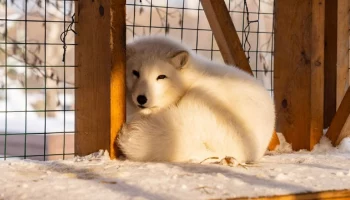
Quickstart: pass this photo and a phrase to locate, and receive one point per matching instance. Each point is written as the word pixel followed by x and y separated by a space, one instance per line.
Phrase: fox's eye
pixel 161 77
pixel 136 73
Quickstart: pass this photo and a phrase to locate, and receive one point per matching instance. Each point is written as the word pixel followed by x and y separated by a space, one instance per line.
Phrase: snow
pixel 97 177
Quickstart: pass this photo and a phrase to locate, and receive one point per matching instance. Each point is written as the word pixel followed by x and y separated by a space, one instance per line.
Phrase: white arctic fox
pixel 189 108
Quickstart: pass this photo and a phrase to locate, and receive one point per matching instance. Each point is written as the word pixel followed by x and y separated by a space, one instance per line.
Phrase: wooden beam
pixel 225 34
pixel 336 56
pixel 100 74
pixel 332 194
pixel 228 41
pixel 299 71
pixel 340 126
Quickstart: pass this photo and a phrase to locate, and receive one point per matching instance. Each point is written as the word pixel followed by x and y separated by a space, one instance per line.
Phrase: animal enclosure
pixel 60 95
pixel 62 66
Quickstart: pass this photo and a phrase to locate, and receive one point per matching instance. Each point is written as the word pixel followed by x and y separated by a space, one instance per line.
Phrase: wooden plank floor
pixel 331 194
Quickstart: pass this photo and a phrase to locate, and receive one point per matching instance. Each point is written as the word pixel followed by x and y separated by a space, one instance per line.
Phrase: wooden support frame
pixel 299 71
pixel 100 74
pixel 336 56
pixel 228 41
pixel 340 126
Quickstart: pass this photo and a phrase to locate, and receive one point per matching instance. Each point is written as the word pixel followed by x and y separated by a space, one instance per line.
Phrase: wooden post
pixel 336 56
pixel 225 34
pixel 100 75
pixel 299 71
pixel 228 41
pixel 340 126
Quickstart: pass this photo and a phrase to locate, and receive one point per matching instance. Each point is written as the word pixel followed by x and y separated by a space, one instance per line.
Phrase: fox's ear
pixel 179 59
pixel 130 51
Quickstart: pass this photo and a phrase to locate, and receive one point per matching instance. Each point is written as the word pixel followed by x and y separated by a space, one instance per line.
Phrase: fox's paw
pixel 227 161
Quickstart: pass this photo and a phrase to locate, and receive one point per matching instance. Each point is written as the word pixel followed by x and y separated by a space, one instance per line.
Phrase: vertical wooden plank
pixel 118 84
pixel 336 56
pixel 298 77
pixel 225 34
pixel 340 126
pixel 100 74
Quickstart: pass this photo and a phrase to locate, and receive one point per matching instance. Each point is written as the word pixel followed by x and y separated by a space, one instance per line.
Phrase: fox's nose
pixel 141 99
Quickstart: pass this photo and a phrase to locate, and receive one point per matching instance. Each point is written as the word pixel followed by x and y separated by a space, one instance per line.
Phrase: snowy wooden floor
pixel 97 177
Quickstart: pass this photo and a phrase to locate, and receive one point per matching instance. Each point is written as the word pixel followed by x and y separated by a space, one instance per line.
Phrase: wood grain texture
pixel 299 71
pixel 336 56
pixel 340 126
pixel 334 195
pixel 100 75
pixel 225 34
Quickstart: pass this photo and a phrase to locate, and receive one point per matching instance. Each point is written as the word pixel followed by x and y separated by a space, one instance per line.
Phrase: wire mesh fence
pixel 185 20
pixel 37 86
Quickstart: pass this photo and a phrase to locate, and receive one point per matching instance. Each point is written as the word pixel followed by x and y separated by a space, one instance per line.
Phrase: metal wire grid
pixel 29 44
pixel 185 20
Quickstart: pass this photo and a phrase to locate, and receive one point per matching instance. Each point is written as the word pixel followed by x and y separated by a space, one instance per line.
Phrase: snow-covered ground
pixel 97 177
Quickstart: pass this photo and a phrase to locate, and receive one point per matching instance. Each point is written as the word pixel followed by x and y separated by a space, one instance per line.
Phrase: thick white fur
pixel 202 109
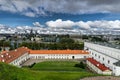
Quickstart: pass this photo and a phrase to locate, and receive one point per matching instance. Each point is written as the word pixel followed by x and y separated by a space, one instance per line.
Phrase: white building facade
pixel 58 54
pixel 105 55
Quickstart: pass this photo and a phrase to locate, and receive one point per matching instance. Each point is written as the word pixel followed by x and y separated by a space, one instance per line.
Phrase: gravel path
pixel 102 78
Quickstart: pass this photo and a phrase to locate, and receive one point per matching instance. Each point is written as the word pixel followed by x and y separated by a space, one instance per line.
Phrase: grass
pixel 9 72
pixel 57 66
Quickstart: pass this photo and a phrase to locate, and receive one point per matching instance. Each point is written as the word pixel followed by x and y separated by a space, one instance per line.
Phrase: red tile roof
pixel 9 56
pixel 12 55
pixel 98 64
pixel 58 52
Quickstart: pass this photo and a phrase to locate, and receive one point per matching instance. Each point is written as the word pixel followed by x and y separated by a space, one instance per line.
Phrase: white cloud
pixel 59 23
pixel 39 7
pixel 37 24
pixel 30 14
pixel 69 27
pixel 82 24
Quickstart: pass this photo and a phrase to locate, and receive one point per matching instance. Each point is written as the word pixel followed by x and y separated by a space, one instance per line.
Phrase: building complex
pixel 19 56
pixel 106 56
pixel 99 58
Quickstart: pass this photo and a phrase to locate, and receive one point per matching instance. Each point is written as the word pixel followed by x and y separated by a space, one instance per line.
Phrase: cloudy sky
pixel 65 14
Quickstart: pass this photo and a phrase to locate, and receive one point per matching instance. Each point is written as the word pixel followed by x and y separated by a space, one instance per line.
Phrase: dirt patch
pixel 102 78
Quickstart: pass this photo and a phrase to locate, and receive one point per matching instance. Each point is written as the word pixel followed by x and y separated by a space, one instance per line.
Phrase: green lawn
pixel 9 72
pixel 57 66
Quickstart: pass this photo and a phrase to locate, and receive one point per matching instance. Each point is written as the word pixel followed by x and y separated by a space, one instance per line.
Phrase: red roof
pixel 98 64
pixel 12 55
pixel 58 52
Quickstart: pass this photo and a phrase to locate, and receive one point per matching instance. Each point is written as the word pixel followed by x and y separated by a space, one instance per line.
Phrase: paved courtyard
pixel 102 78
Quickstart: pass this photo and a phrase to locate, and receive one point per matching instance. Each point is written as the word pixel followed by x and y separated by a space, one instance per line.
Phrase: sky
pixel 65 14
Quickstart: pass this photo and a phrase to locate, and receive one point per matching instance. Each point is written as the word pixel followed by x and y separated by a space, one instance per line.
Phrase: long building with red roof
pixel 98 67
pixel 15 57
pixel 20 55
pixel 58 54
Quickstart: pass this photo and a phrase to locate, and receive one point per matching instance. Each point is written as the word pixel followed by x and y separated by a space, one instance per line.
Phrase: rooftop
pixel 12 55
pixel 112 45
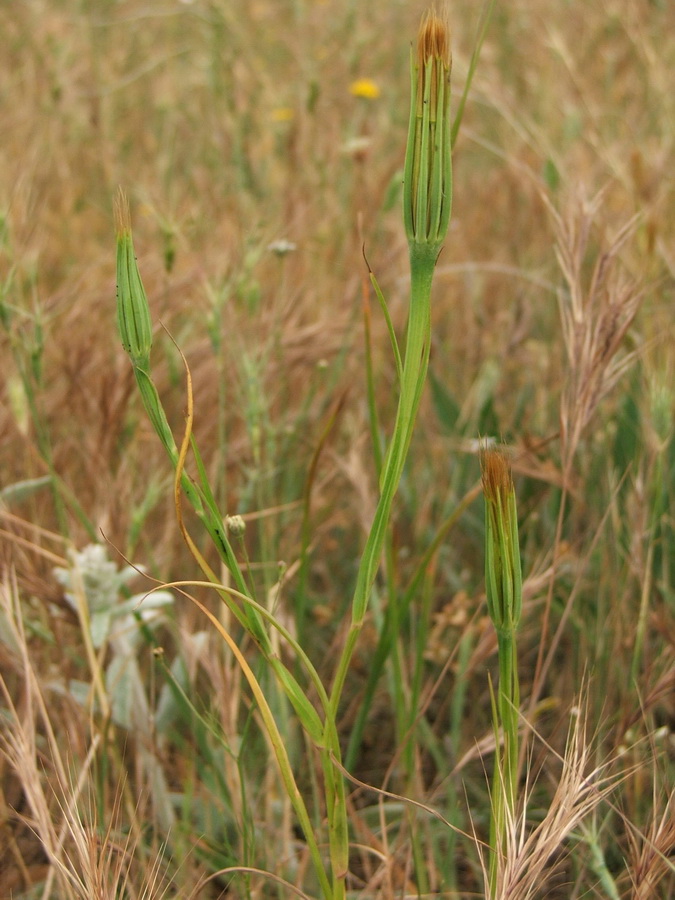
——
(DO THIS): Return each line of the material above that contains the word "white".

(ANSWER BELOW):
Phrase: white arctic fox
Phrase: thick white fur
Phrase: white building facade
Phrase: white cloud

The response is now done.